**EXERCISE PASSAGE**
'''
Do you or your spouse own a business? Do you have several sources of income (i.e. rental income, side business, full-time job)? Let them know that and explain how much hard work it took to get to where you are in life.

You’ll be setting a great example for them to follow. If they know mom and dad are entrepreneurs, they might be more inclined to go down that path. Always seek to make these kinds of interactions learning experiences for your kids. They might be interested in the work you do, and there’s no reason to hide it from them.

If you want to avoid your child feeling entitled (or as though they should expect an inheritance), show them how hard you work. If you can take your child to work someday, or show them a little bit of what you do at home; you’ll be giving them valuable knowledge. Most kids aren’t aware how hard they’ll be expected to work once they graduate from school. This will give them a better appreciation of what goes into earning an income.

Additionally, if you’ve earned most of your wealth through investments, then be sure to pass that knowledge down to your children.

You can start with the basic concepts of investing early, especially if you’ve opened a 529 Plan or IRA for them. Give them the necessary guidance and knowledge to choose their investments, and get into the more complex concepts down the road. This is one of the best gifts you can give your children, as it ensures they can grow their own wealth in adulthood.

Don’t Say You Can’t Afford Something When You Can

These can be toxic words, and you might not even realize it.

I’ve been guilty of saying this phrase in the past, and it came from hearing my parents say it when I was a kid. I recently came to the conclusion that it’s a limiting phrase. There are better things you can say that are much more empowering.

What you can say instead: When you tell your children “no,” explain why in a way that makes sense to them. “No, we’re saving up for that trip, remember?” “No, not this time – we need to save for a car right now so we can keep picking you up after baseball practice.”

Tying it to something your children can relate to makes it easier for them to process. This is another reason why you should involve your children in the family’s finances.
'''
**SUPPLIED INFORMATION**
'''
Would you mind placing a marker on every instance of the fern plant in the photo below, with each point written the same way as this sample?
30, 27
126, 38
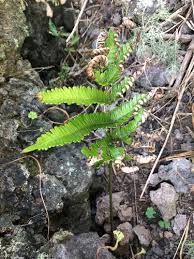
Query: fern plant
123, 119
118, 123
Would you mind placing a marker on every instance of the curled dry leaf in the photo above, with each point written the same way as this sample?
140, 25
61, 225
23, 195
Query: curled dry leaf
49, 11
145, 159
129, 170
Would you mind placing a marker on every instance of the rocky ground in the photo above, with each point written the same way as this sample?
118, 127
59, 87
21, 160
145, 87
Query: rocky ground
59, 207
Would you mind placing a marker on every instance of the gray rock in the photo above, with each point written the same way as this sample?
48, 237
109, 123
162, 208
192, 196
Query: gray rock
143, 235
102, 212
69, 166
125, 213
165, 199
179, 173
5, 223
83, 246
20, 244
127, 229
154, 180
179, 223
116, 19
53, 192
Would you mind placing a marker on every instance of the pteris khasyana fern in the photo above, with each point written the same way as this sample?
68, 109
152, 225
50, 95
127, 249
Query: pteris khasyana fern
105, 69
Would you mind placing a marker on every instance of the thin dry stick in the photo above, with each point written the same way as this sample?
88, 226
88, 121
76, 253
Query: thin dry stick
40, 187
183, 38
183, 239
169, 132
174, 15
184, 65
77, 21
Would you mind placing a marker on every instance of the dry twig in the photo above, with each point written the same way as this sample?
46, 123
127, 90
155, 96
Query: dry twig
40, 187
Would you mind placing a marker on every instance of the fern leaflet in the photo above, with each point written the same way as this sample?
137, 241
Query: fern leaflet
79, 95
82, 125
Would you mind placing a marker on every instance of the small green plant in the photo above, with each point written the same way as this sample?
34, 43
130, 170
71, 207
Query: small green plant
55, 32
189, 248
32, 115
164, 224
150, 213
118, 123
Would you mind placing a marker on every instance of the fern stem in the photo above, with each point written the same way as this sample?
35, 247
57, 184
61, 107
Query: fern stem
110, 172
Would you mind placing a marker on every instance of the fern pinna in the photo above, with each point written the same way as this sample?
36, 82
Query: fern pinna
106, 69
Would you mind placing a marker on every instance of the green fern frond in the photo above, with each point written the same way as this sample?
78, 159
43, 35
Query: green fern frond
'''
**WHAT YOU ARE ASKED TO DO**
Please name the two accounts the passage on teaching children about money mentions as a starting point for explaining basic investing concepts.

**WRITTEN RESPONSE**
A 529 Plan or an IRA.